(SELECTED EXCERPT Opens)
Hybrid inorganic–biorganic peptide materials and polymers: a bottom-up approach
Gilles Subra, Institut des Biomolécules Max Mousseron (IBBMM), Montpellier
The preparation of hybrid materials containing peptides relies most of the time on physical entrapment of the bioorganic moiety or on a ‘post-grafting’ procedure. In the later case, introduction of the peptide requires surface modification and ligation chemistry performed after the synthesis of the material. In contrast, we designed a new family of bioorganic-inorganic hybrid materials relying on the synthesis of hybrid peptide-trialkoxsilyl building blocks that can be engaged directly in a sol gel process requiring no extra reagents.
This bottom-up approach permits the introduction of any type of peptide in the material, providing different functionalities, structural features, biological and physicochemical properties. The hybrid peptide block can be either grafted or introduced by direct synthesis. Several applications will be presented including the synthesis of silica multifunctional nanoparticles for imaging, peptide-catalytic mesopous materials, anti fouling glass surfaces and hydrogels. At last, the self-assembling properties of the peptide unit can be exploited to yield a range of bio-inspired nanostructured materials.
In an effort to develop polymerization systems suitable for peptide sequences, we also describe a new class of silicone-peptides biopolymers. We used well defined chlorosilyl hybrid peptides as mononeric units, synthesized in solution or on dedicated solid support to yield linear or comb-like peptide polymers.
(SELECTED EXCERPT Closes)
TASK STATEMENT:
Answer these questions on the abstract about hybrid peptide materials:
1. According to the abstract, what does introducing the peptide require under a post-grafting procedure?
2. Which properties of the peptide unit can be exploited to yield bio-inspired nanostructured materials?
3. What two forms of peptide polymers result from the silicone-peptide approach?
(EXTRACTED ENTRIES Opens)
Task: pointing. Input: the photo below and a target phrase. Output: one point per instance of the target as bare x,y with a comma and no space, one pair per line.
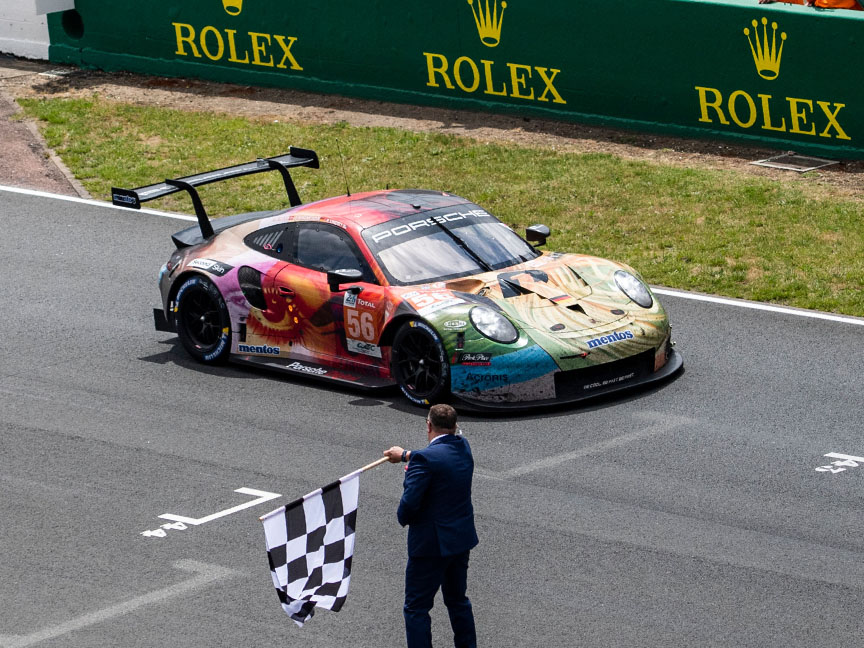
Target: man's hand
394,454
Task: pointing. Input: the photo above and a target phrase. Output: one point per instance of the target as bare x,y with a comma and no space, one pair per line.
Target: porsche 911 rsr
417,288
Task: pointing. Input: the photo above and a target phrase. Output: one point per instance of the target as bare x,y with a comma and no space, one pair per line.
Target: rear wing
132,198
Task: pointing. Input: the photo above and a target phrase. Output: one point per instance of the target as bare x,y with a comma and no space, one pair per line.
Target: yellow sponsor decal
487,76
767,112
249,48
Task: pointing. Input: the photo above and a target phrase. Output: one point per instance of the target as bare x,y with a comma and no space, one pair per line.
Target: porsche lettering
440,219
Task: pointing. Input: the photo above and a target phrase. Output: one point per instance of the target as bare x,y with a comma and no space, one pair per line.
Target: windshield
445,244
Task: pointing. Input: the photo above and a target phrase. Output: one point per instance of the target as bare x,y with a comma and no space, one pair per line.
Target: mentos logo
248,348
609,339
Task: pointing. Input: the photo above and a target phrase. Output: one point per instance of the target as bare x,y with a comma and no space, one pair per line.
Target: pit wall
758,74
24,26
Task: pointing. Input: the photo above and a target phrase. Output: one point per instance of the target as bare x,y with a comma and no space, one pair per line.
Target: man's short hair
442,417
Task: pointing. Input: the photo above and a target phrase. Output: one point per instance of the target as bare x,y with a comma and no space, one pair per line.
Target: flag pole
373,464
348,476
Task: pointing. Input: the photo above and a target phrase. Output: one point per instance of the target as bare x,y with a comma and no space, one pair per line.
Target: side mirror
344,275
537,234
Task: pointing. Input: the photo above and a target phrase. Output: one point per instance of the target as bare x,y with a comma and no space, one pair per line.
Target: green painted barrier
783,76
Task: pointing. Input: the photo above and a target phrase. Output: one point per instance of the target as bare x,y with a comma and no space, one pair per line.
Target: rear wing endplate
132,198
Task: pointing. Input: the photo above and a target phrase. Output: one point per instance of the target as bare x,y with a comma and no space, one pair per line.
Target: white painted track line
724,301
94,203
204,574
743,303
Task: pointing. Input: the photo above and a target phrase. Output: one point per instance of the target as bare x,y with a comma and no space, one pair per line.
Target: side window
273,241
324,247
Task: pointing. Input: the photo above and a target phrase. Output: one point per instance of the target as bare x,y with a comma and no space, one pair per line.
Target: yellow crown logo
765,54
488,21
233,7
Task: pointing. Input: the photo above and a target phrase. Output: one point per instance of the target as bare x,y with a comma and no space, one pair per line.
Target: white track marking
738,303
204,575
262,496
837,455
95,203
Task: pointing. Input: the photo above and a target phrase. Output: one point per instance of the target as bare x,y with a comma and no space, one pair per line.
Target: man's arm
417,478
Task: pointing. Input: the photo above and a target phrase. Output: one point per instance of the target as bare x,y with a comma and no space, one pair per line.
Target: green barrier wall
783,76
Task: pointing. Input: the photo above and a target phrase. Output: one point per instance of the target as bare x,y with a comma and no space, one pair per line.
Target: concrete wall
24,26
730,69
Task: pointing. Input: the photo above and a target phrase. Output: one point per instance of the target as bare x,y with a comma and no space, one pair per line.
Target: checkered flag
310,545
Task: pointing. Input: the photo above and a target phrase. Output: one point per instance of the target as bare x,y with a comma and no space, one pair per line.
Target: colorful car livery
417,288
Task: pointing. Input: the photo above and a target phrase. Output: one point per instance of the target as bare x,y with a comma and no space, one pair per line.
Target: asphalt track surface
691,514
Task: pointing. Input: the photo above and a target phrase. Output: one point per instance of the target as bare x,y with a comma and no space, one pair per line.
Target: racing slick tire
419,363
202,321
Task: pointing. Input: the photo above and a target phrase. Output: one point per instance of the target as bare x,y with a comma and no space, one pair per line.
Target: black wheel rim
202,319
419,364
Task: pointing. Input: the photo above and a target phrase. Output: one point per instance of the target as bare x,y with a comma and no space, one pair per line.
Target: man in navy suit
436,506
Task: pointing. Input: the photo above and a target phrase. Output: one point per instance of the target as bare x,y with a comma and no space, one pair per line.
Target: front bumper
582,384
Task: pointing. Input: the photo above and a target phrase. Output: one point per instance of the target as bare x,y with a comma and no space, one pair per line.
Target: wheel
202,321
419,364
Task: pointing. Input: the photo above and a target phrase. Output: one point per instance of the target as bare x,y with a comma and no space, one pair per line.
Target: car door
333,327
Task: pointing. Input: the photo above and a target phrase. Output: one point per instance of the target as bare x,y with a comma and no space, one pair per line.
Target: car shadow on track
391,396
(EXTRACTED ENTRIES Closes)
SOLUTION:
1. Surface modification and ligation chemistry performed after the synthesis of the material.
2. Its self-assembling properties.
3. Linear and comb-like peptide polymers.